— Objective —
Leave out the pictures and copy each record below exactly.

[Records from a data source]
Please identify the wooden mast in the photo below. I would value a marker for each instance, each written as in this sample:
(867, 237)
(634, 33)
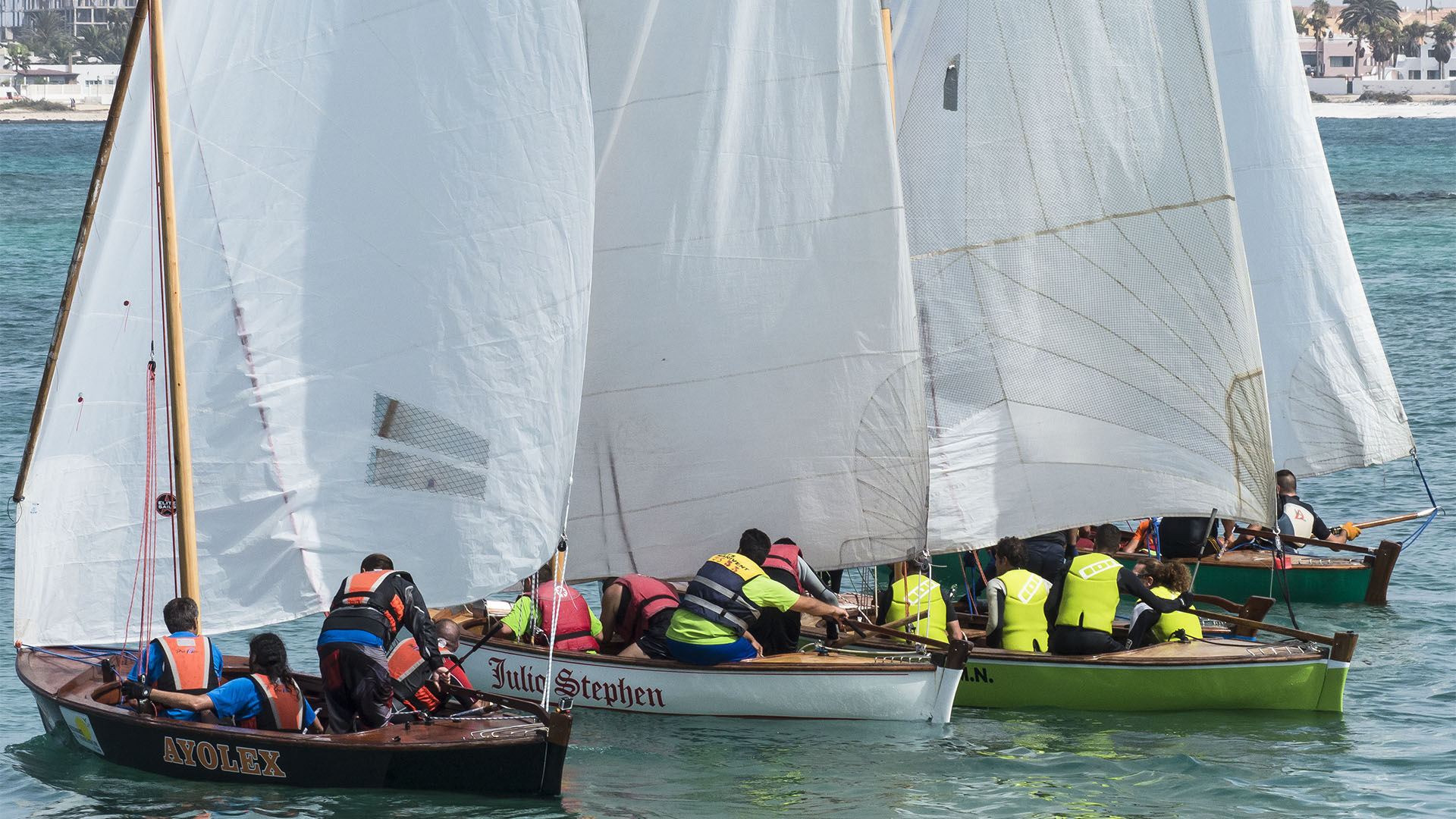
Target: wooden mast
(108, 136)
(172, 309)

— Completed exercise —
Please identify the wooden mast in the photo below. I would value a marker for each instance, each written as in this sample:
(867, 237)
(634, 33)
Target: wooden mast
(108, 136)
(172, 309)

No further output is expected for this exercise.